-------- Trecho fornecido

Reincidência influencia na
concessão de benefícios da execução penal
Se o condenado é reincidente ele
terá requisitos mais gravosos no momento de receber eventuais benefícios na
execução penal.
É o caso, por exemplo, da
progressão de regime.
Se o
condenado por crime cometido sem violência à pessoa ou grave ameaça for
primário, ele poderá progredir após cumprir 16% da pena. Por outro lado, se for
reincidente, terá que cumprir 20% da pena. É o que preveem os incisos I e II do
art. 112 da LEP:
Art. 112. A pena privativa de
liberdade será executada em forma progressiva com a transferência para regime
menos rigoroso, a ser determinada pelo juiz, quando o preso tiver cumprido ao
menos:
I - 16% (dezesseis por cento) da pena,
se o apenado for primário e o crime tiver sido cometido sem violência à pessoa
ou grave ameaça;
II - 20% (vinte por cento) da pena, se
o apenado for reincidente em crime cometido sem violência à pessoa ou grave
ameaça;
(...)
Suponhamos que na sentença
condenatória não constou que o apenado é reincidente. O juízo da execução,
contudo, na fase de cumprimento da pena, percebeu que o condenado é
reincidente. O juízo da execução penal poderá reconhecer essa circunstância
negativa no momento de analisar se concede ou não os benefícios (ex:
progressão)? Para facilitar o entendimento, imagine a seguinte situação
hipotética:
Em 2015, João praticou o crime “A”,
tendo sido condenado em 2016, com trânsito em julgado.
Em 2017, João cometeu o crime
“B”, tendo sido condenado em 2018, com trânsito em julgado.
O juízo que condenou João pelo
crime “B” deveria ter reconhecido que ele é reincidente. Contudo, isso não
constou expressamente na sentença.
Diante disso, na guia de execução
penal de João ficou registrada a informação de que ele seria primário.

----------------

Escreva a continuação do texto sobre a reincidência e os benefícios da execução penal, começando logo depois da última frase. O material não tem nenhum papel nesta atividade.

-------- Material

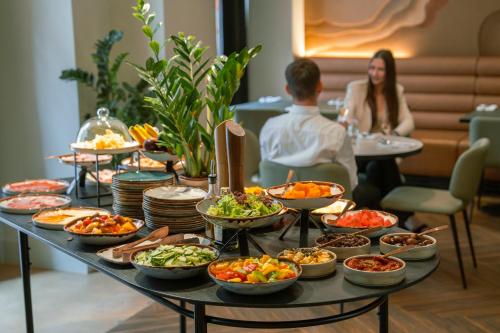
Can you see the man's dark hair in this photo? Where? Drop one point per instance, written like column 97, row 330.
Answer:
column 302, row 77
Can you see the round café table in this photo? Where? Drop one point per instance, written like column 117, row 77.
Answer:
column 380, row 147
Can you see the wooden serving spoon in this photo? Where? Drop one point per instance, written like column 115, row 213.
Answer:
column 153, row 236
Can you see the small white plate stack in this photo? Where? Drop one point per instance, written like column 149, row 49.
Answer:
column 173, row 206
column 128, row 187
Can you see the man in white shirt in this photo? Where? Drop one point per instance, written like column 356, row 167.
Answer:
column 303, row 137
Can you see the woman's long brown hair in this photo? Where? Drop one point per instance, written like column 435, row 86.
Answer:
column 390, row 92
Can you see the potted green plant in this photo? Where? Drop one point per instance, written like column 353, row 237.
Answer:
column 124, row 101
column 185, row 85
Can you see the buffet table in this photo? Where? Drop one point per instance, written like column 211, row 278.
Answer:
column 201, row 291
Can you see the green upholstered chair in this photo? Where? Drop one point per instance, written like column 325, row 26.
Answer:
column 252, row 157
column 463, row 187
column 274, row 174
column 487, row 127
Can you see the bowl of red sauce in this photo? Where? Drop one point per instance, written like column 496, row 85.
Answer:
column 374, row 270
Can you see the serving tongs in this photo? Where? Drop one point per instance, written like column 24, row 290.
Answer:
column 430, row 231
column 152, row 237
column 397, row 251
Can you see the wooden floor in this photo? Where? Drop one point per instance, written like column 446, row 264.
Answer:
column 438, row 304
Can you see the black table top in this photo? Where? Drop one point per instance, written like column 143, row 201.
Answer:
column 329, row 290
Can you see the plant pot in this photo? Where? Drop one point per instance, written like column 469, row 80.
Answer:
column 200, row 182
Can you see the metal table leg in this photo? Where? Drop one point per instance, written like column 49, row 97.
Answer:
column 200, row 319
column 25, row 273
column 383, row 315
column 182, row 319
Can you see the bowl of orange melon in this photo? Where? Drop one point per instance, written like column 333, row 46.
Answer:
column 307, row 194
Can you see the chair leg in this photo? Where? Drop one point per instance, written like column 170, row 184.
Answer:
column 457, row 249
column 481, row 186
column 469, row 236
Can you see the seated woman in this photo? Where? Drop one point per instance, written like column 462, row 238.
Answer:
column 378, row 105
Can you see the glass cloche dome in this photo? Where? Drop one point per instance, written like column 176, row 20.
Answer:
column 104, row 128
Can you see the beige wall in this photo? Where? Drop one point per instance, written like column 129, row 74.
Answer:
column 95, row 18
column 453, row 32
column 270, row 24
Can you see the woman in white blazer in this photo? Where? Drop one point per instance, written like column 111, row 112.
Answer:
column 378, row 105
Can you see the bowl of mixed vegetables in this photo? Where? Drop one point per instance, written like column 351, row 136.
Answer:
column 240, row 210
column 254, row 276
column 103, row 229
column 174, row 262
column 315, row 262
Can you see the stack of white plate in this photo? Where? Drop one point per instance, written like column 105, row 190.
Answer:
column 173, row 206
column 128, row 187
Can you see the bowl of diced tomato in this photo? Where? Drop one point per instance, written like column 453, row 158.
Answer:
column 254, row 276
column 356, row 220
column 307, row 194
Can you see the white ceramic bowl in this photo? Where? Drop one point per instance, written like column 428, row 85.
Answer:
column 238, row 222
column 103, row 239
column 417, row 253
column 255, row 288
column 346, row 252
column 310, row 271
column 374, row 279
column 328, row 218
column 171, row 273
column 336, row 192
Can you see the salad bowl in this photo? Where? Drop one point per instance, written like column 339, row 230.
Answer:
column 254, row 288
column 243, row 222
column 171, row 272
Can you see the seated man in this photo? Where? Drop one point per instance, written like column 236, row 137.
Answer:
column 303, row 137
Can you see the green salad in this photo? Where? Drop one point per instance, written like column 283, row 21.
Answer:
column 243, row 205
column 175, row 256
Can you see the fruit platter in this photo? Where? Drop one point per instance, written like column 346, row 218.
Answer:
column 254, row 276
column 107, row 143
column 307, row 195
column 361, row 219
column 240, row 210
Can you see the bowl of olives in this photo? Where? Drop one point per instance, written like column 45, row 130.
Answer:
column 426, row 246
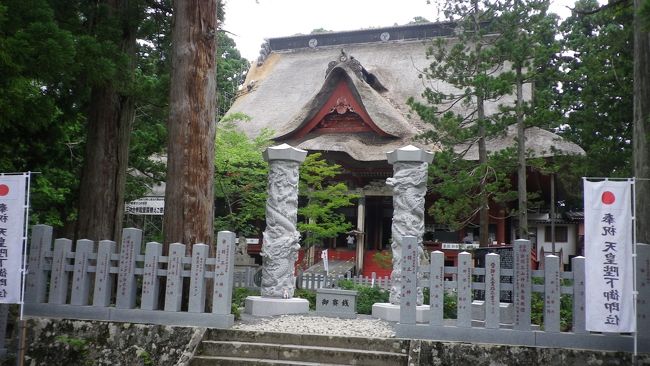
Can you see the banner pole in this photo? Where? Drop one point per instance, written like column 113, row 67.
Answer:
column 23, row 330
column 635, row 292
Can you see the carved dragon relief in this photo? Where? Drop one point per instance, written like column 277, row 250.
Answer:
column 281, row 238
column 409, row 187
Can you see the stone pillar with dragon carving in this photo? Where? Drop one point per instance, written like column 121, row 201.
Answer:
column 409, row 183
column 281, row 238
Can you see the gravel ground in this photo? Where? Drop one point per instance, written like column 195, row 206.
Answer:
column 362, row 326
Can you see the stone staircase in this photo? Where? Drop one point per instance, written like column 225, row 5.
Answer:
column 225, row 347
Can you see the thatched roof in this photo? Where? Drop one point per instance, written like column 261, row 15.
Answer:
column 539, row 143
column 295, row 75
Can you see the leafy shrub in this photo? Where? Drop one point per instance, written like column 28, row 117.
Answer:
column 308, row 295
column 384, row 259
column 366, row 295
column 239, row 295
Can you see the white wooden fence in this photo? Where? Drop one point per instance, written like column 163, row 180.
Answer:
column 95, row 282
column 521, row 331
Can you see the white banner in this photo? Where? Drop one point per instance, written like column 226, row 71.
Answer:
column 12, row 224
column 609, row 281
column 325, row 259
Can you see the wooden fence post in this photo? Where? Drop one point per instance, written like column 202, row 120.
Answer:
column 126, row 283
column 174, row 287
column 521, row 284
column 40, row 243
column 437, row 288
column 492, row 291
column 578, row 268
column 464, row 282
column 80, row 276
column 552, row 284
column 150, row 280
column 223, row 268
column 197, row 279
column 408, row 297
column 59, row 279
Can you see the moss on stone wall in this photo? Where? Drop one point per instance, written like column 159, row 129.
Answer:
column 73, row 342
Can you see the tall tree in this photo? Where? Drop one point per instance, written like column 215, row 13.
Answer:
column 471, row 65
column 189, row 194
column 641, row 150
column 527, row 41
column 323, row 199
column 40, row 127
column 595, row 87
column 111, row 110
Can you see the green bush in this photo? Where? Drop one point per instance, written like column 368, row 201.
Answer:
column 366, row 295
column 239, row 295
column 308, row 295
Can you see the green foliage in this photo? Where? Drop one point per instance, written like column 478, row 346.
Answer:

----------------

• **Resultado**:
João iniciou o cumprimento da
pena. O juízo da execução penal percebeu que o apenado é reincidente e que o
atestado de pena está errado (consta que o condenado é primário).
O juízo da execução penal
poderá determinar a retificação do atestado de pena e considerar, para todos os
efeitos, que o condenado é reincidente mesmo isso não tendo constado
expressamente na sentença?
SIM.
Na condução da execução penal, o
magistrado deverá fazer cumprir aquilo que consta na sentença (título executivo
penal) a respeito do quantum da pena, do regime inicial, bem como do fato de
ter sido a pena privativa de liberdade substituída ou não por restritiva de
direitos.
Por outro lado, as condições
pessoais do condenado, como, por exemplo, a reincidência, podem e devem ser
analisadas pelo juízo da execução penal, independentemente de tal condição ter
sido considerada na sentença condenatória. Isso porque é também atribuição do
juízo da execução individualizar a pena.
Conforme
explica a doutrina:
“A individualização da pena no processo de
conhecimento visa aferir e quantificar a culpa exteriorizada no fato passado. A
individualização no processo de execução visa propiciar oportunidade para o
livre desenvolvimento presente e efetivar a mínima dessocialização possível.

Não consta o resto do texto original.